§ Excerpted text:

[BEGIN]

It is my opinion that lambdas in Python are somewhat problematic today, now that Python has internal functions.  A function is not limited to a single expression and its name provides documentation that is missing when a lambda is used.

In [137]:
def get_sq(x):
    def sq(x): return x*x
    print( f'{x:,} squared is {sq(x):,}')
    
get_sq(3)
get_sq(45466356 + 684)


3 squared is 9
45,467,040 squared is 2,067,251,726,361,600


The format specifier is a string that is separated from the value expression by a colon.  Their meaning depends upon the type of the expression. Format specificiers can themselves have formatted expressions inside them

In [138]:
import decimal

width = 10
precision = 4
value = decimal.Decimal('12.34567')
print(f'result: {value:{width}.{precision}}')


result:      12.35


The f-string is executed when it is reached in the normal flow of the program and is evaluated based on the variables that are visible at the time to f-string is executed.  If you want to create an f-string that is passed around and instantiated multiple times you can `exec` the string.  To access the value after the exec the result must be assigned to a field in a mutable data structure.

In [197]:
static_f_string = "f'The value of A is {A}.'"

def do_something(A, f_string):
    s=[]  # a mutable data structure that exec will change
    s.append('init value')

[END]

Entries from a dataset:
[BEGIN]

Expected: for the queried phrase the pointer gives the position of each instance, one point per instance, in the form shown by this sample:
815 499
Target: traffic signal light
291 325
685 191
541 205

[END]

§ What is asked:
1. List every function name defined with `def` in the Python f-string excerpt.
2. Carry on the Python f-string excerpt after its last line.

§ Results by task:
1. get_sq, sq, do_something

2.
    # Bad, bad code: use of variable A is totally hidden
    exec(f's[0] = {f_string}')
    print(s[0])
    
do_something(3, static_f_string)
do_something('a string this time', static_f_string)


The value of A is 3.
The value of A is a string this time.


Another way to achieve a formatting with variable intent is to use classical % operator formatting but applying it to an f-string that first gets formatted into something with the `%(var)s` place holders.  Note that this works but is not readable code: NOT RECOMMENDED. 

In [140]:
# checking what happens when you combine f-strings with % formatting
def test(place2):
    place1 = 'hole in the ground'
    print(f'We were evicted from *our* {place1}; ' +
          'we had to go and live in %(place2)s!' % 
          {'place2':place2})
    
test('a lake')

We were evicted from *our* hole in the ground; we had to go and live in a lake!


Let's take a look at the `format_spec` element.

The `format_spec` element comes afer a colon within the field.  The element adds additional information about how the variable is to be displayed in the output string.  In formatting an integer you can specify if commas or underscores are used in decimal representations and whether underscores should be added to hex displays.  In formatting a floating point number the `format_spec` can say how wide the field is to be, if leading zero's are to be displayed, or how many decimal places are to be displayed.  For a string the field width can be specified.  But if you specify a width too small to hold the string the width is ignored.  If you specify a negative width for a string you get a `ValueError` exception.


In [200]:
my_int = id(None)
print(f'{my_int}      A number with no formatting')
print(f'{my_int:_}   With underscores every three digits (new in 3.6)')
print(f'{my_int:,}   Change the underscores to commas')
print(f'{my_int:015,} Commas in the number, field width 15, leading 0\'s')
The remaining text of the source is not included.